··· 本文抜粋
当社グループの事業内容および当社の関係会社の当該事業に係る位置付けは次のとおりであります。
なお、次の3区分は「第5 経理の状況 1 連結財務諸表等 (1)連結財務諸表 注記事項」に掲げるセグメントの区分と同一であります。
また、当連結会計年度より、社内の組織体制と情報開示するセグメント区分を一致させるため、「システムソリューション事業」セグメントに含まれていた「ERP事業」を「エンジニアリングソリューション事業」セグメントへと区分変更いたしました。
(1)システムソリューション事業
当社グループは、当社の1985年7月の設立以来、移動体通信機分野(ポケットベル、携帯電話、PHSなど)の各種情報端末、自動車関連(カーナビ、カーオーディオ、インフォテインメント(注)1など)の組込みシステム(注)2の設計開発をコア事業として発展してまいりました。
カーエレクトロニクス全般、デジタル情報家電、半導体製造装置分野などの組込みシステムに係るソフトウェア開発およびハードウェア開発において、長年培ってきた受託開発ノウハウを駆使し、仕様分析・検討、基本設計から製造までシステムの一括受託開発を行っております。
······
**演習課題**
次の1.～3.の記述が上の事業内容の説明と一致するかどうか、それぞれ「はい」か「いいえ」で答え、判断の決め手となる語句を本文からそのまま引用しなさい。
1. 当社は1985年7月に設立された。
2. 本文で示される3区分は、連結財務諸表の注記事項に掲げるセグメントの区分とは異なる。
3. 当社グループは、基本設計から製造までシステムの一括受託開発を行っている。
··· 提供データ
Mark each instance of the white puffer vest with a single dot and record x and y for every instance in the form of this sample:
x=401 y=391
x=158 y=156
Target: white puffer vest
······
**解答例**
1. はい。「当社の1985年7月の設立以来」
2. いいえ。「セグメントの区分と同一であります」
3. はい。「基本設計から製造までシステムの一括受託開発を行っております」